» **Short task**: Recast the entries below, from the line containing "wet hair, the" down through the last entry, as a two-column CSV with the headers entry and answer. Give one row for each entry, with its text and its answer each in a single quoted field and any line breaks turned into spaces.
** start of Data shown **
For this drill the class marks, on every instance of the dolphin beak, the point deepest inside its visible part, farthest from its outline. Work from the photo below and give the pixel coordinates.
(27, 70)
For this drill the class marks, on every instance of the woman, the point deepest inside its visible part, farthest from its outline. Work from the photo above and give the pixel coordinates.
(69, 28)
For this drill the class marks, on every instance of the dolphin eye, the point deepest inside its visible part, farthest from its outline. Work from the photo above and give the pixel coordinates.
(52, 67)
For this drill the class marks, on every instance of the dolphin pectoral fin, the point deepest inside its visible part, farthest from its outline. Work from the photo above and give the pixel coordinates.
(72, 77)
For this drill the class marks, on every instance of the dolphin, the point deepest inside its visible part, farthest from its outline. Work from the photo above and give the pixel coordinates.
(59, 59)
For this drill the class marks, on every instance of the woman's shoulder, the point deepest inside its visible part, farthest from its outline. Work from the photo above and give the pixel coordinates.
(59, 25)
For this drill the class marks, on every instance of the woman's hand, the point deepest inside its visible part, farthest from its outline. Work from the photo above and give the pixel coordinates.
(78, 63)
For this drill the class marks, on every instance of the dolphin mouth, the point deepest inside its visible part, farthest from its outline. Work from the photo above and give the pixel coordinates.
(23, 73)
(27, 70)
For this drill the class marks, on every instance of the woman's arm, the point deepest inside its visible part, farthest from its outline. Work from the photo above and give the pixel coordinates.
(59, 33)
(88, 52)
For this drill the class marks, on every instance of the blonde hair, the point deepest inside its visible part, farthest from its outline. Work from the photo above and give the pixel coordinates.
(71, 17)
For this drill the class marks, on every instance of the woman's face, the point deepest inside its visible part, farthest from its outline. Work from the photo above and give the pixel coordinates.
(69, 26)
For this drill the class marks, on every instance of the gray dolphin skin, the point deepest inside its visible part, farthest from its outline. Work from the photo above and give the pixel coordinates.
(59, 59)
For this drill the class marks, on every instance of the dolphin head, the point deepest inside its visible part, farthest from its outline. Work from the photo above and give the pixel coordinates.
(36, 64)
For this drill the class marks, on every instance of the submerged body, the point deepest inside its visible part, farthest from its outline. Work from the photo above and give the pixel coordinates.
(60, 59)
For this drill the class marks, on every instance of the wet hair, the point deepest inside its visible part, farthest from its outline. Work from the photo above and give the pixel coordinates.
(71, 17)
** end of Data shown **
» **Complete output**:
entry,answer
"For this drill the class marks, on every instance of the wet hair, the point deepest inside its visible part, farthest from its outline. Work from the photo above and give the pixel coordinates.","(71, 17)"